EXPLORE THE MATERIAL
A – Answer these questions using the text on iron sulfide formation in sulfidogenic environments:
(i) Which anoxic subsurface environments does the text list as places where sulfate-reducing bacteria are ubiquitous?
(ii) What three approaches does the research on sulfidogenic environments integrate?
(iii) In the presence of ferrous iron, what does sulfidogenesis facilitate the precipitation of?
B – Output the passage of the iron sulfide text from "Iron sulfide formation" to "iron and arsenic.", copied without changes.
C – Continue the text on iron sulfide formation and element mobility from its final sentence.

EXCERPT PROVIDED
***
Iron sulfide formation and element mobility in sulfidogenic environments
PhD positions are currently available in this research area.
Sulfate-reducing bacteria are ubiquitous in many anoxic subsurface environments, including wetland soils, benthic sediments and groundwater systems. These bacteria couple the anaerobic oxidation of organic carbon with the reduction of sulfate in order to gain energy. This results in the generation of sulfide, which may subsequently interact with a range of environmentally-important elements, including iron and arsenic.
Our research on sulfidogenic environments integrates field observations, experiments and modelling.
Microbial sulfidogenesis can strongly affect iron geochemistry through a variety of processes. Aqueous sulfide is a powerful and facile reductant of ferric iron that can drive the rapid reductive dissolution of poorly ordered ferric (hydr)oxides. However, in the presence of ferrous iron, sulfidogenesis can also sequester iron by facilitating the precipitation of iron sulfide minerals.
***
ENTRIES SHOWN
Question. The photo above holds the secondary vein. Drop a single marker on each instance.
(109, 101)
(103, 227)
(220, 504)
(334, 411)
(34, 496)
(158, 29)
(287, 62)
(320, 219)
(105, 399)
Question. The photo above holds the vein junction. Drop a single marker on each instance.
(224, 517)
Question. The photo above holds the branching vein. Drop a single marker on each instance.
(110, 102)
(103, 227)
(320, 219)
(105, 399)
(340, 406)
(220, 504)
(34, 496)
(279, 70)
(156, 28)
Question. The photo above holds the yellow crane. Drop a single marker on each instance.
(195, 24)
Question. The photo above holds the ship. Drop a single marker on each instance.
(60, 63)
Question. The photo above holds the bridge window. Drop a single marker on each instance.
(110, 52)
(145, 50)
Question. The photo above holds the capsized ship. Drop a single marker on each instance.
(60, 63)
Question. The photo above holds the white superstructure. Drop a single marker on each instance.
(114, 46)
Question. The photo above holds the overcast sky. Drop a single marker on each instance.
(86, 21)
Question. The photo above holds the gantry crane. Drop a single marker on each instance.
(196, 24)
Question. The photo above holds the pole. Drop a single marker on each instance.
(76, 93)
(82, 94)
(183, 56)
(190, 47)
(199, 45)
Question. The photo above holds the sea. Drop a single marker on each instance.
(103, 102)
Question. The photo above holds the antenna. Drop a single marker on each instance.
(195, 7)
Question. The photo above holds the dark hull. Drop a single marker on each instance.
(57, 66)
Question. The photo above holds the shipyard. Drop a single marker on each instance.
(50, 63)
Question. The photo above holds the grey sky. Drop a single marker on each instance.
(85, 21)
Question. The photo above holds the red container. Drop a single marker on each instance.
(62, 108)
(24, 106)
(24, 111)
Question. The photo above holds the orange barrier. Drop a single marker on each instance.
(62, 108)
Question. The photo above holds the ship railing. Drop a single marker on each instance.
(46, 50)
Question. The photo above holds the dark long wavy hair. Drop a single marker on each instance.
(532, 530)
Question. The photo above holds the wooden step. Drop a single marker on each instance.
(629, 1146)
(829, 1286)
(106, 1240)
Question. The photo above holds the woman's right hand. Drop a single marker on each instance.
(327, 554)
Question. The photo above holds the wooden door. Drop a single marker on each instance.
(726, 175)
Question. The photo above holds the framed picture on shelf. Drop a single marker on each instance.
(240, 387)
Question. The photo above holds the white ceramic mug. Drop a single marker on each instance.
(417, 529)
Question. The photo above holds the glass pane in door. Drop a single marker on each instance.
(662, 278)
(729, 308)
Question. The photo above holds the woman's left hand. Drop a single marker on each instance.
***
TASK ANSWERS
A –
(i) Wetland soils, benthic sediments and groundwater systems.
(ii) Field observations, experiments and modelling.
(iii) Iron sulfide minerals.

B –
Iron sulfide formation and element mobility in sulfidogenic environments
PhD positions are currently available in this research area.
Sulfate-reducing bacteria are ubiquitous in many anoxic subsurface environments, including wetland soils, benthic sediments and groundwater systems. These bacteria couple the anaerobic oxidation of organic carbon with the reduction of sulfate in order to gain energy. This results in the generation of sulfide, which may subsequently interact with a range of environmentally-important elements, including iron and arsenic.

C –
Since trace element behaviour is often coupled to iron geochemistry, any sulfidogenesis-induced changes in iron geochemistry can also cause associated changes in trace element behaviour. For example, our recent work shows that sulfidogenesis may promote arsenic mobilization by triggering ferric (hydr)oxide dissolution and the formation of iron sulfide minerals, with a weak sorptive affinity for arsenic.
This is a rapidly expanding area of research within Southern Cross GeoScience, supported by a 5-year Australian Research Council Project.